**Written instruction**. Please reproduce the lines below word for word, beginning with the line that contains "Reviewer note: verify that every instance of the lawn" and stopping after the line that contains "[[370, 350]]".

-- START OF Excerpted records --

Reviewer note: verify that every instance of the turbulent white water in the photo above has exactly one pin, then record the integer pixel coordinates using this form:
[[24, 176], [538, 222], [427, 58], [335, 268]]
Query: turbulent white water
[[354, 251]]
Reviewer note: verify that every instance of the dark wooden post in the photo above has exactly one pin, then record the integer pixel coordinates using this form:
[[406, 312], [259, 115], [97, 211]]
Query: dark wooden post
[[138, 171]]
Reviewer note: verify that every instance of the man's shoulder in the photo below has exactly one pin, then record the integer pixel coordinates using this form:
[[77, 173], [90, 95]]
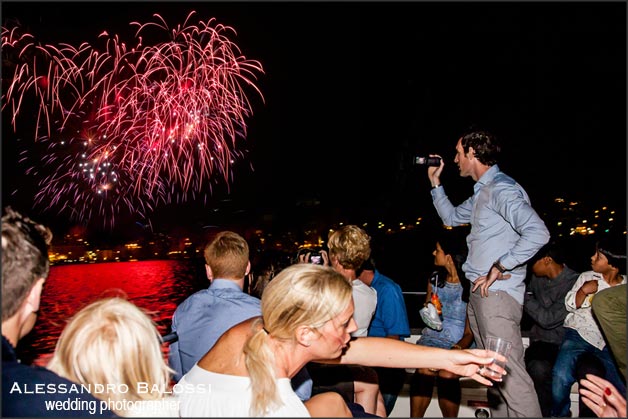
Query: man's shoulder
[[387, 285]]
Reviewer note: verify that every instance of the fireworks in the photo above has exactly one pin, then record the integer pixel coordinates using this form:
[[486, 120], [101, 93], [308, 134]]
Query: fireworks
[[132, 127]]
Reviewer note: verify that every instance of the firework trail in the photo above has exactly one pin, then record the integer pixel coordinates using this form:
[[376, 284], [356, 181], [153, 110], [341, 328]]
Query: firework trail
[[132, 127]]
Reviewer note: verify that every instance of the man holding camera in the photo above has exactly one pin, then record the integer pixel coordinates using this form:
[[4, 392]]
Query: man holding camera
[[505, 232]]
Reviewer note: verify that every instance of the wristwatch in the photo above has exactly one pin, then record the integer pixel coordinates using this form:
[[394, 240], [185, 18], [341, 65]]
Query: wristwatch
[[497, 264]]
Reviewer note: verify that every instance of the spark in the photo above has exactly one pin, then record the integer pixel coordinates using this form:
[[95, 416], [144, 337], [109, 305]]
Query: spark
[[132, 125]]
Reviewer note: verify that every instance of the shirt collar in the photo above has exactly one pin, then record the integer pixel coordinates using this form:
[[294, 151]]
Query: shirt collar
[[224, 284]]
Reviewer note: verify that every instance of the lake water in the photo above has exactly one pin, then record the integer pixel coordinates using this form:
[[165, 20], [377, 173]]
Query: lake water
[[156, 286]]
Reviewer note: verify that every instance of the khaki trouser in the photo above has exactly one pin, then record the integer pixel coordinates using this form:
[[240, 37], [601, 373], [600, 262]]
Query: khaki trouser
[[499, 314]]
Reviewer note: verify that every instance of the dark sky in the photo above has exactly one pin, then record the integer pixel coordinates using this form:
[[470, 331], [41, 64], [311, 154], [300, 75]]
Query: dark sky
[[353, 90]]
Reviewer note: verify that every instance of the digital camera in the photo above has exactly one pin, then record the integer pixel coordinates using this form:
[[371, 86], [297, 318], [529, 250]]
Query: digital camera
[[427, 161], [315, 256]]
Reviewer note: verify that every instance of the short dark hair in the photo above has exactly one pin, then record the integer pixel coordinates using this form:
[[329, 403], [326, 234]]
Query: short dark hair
[[614, 248], [485, 145], [24, 259], [552, 249]]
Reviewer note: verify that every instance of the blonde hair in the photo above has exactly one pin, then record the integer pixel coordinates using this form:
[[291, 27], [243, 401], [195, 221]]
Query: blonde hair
[[227, 255], [112, 341], [350, 245], [300, 295]]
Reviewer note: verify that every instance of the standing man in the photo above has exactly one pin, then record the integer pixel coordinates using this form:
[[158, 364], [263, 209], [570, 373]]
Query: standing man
[[545, 304], [390, 321], [31, 391], [505, 232]]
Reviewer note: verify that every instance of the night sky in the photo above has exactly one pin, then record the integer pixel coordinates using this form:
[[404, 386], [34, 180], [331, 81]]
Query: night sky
[[352, 91]]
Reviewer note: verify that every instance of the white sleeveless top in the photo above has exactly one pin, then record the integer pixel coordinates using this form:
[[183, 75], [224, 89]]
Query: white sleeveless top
[[202, 393]]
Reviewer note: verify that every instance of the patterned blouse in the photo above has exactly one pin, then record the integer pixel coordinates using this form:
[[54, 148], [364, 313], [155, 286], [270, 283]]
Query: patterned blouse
[[581, 319]]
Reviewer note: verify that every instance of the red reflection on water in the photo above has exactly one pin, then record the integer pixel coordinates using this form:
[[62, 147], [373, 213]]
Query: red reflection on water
[[156, 286]]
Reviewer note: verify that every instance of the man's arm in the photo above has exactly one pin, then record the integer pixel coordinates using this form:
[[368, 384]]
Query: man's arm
[[546, 317], [450, 215]]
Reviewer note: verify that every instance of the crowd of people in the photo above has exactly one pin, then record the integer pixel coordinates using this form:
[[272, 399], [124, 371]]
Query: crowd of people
[[329, 340]]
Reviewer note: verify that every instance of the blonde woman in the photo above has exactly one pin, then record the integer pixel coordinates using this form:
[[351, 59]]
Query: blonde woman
[[307, 315], [113, 348]]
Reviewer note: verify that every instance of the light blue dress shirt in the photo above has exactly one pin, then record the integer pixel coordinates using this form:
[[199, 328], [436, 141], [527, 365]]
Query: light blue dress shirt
[[205, 315], [390, 315], [504, 228]]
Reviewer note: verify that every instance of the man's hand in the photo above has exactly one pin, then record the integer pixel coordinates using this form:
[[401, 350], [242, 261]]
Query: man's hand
[[484, 282], [433, 173], [589, 287]]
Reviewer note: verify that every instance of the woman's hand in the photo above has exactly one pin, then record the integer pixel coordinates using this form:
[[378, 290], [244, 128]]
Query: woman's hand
[[474, 363], [602, 397]]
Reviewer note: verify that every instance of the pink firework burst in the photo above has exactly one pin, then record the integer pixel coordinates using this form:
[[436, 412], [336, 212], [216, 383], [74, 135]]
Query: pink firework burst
[[133, 127]]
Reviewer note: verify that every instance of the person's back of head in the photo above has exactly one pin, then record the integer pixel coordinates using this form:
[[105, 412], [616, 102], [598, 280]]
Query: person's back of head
[[613, 246], [300, 295], [552, 249], [485, 145], [112, 341], [227, 255], [350, 245], [25, 266]]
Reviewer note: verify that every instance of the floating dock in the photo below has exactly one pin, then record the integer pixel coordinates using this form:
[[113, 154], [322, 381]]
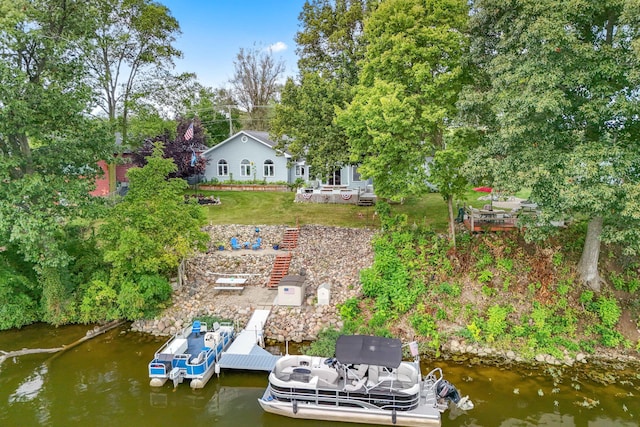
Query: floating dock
[[245, 352]]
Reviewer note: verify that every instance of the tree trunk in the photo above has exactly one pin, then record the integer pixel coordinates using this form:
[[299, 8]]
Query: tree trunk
[[588, 265], [452, 223]]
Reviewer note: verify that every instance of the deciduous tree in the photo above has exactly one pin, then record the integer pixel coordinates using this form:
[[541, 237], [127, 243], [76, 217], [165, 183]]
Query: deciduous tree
[[411, 76], [255, 84], [563, 94], [330, 46], [49, 145]]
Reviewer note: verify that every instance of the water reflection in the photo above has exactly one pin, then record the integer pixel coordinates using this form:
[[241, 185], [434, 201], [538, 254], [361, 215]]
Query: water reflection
[[104, 383], [29, 388]]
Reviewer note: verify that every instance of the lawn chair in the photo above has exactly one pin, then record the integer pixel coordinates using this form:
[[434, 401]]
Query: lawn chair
[[257, 244], [234, 243]]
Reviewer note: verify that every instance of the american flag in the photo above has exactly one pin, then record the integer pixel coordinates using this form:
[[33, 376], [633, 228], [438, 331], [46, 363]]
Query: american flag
[[189, 133]]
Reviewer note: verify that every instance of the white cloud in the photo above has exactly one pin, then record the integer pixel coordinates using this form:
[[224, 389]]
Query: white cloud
[[278, 47]]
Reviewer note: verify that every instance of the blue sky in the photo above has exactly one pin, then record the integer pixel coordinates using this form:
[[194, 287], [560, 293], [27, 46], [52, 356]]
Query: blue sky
[[213, 31]]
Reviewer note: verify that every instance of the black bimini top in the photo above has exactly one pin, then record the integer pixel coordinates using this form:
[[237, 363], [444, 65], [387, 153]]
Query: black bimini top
[[370, 350]]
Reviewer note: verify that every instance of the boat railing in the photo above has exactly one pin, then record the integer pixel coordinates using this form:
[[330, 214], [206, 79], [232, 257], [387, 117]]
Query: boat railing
[[348, 398], [430, 386]]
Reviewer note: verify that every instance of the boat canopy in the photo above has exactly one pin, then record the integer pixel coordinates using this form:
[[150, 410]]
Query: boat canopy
[[369, 350]]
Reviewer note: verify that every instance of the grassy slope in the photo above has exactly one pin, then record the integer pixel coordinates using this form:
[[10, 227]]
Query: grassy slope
[[534, 277]]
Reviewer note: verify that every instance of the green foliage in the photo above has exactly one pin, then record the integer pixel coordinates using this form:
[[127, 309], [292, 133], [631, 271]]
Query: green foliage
[[486, 260], [608, 311], [152, 230], [474, 331], [142, 296], [325, 345], [453, 290], [19, 291], [628, 282], [485, 276], [99, 303], [497, 321], [505, 264], [586, 297], [399, 112], [350, 309]]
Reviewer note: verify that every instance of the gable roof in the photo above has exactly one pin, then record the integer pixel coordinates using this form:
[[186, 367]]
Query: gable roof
[[259, 136]]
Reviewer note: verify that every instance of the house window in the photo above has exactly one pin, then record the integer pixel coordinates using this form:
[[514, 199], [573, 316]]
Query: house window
[[269, 168], [245, 168], [223, 168], [356, 174]]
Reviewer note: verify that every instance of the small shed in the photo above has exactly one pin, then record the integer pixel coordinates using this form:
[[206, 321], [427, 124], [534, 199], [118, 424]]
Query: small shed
[[324, 294], [291, 290]]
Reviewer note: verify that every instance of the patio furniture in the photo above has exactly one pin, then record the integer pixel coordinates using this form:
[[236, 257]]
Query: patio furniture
[[257, 244], [234, 243]]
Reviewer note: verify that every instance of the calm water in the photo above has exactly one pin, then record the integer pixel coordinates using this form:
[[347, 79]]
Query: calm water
[[104, 382]]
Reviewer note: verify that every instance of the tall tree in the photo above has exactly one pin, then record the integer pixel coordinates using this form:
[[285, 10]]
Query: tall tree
[[183, 151], [563, 94], [255, 85], [148, 235], [330, 46], [49, 145], [132, 43], [411, 76], [447, 174]]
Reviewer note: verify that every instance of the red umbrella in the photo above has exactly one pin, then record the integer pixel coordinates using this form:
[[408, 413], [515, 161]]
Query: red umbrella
[[483, 189], [486, 190]]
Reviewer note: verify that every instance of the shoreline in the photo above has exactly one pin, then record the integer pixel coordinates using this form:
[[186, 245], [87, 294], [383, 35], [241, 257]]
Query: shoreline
[[332, 255]]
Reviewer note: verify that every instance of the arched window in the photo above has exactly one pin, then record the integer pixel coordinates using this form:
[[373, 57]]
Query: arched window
[[245, 168], [269, 168], [223, 168]]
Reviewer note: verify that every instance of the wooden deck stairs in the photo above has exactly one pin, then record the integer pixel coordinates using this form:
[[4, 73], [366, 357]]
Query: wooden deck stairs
[[280, 269], [290, 239]]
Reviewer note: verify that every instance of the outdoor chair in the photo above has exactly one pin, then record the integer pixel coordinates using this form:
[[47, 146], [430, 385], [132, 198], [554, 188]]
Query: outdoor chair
[[257, 244], [196, 328], [235, 244]]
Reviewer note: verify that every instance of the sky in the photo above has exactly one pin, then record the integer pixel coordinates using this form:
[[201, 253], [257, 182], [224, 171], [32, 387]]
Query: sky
[[213, 31]]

-- END OF Excerpted records --

**Solution to this task**.
Reviewer note: verify that every instance of the lawn chair in the photo above has exactly one pin, then record the integer pixel coordinates using this form:
[[434, 401]]
Query: lawn chair
[[257, 244], [234, 243]]
Reviewer note: verify that every instance of the american flag in the photo above has exactly one pin, then record the integer pixel coordinates using this form:
[[33, 376], [633, 228], [438, 331], [46, 363]]
Query: american flag
[[189, 133]]
Reviewer note: verify that every instance of the white cloud in the photo above has exactly one pin, then record the integer pixel coordinates using this form:
[[224, 389]]
Query: white cloud
[[278, 47]]
Reviewer note: verify that every instance of the blue sky in the photo above has exactly one pin, then record the integer pixel coordinates using this form:
[[194, 287], [560, 293], [27, 46], [52, 356]]
Query: blue sky
[[213, 31]]
Reviewer note: verify that every instance of the black bimini top in the photo above has exactly one pin, then record the integer pixel coordinates using this form:
[[237, 363], [444, 65], [387, 153]]
Query: black bimini top
[[370, 350]]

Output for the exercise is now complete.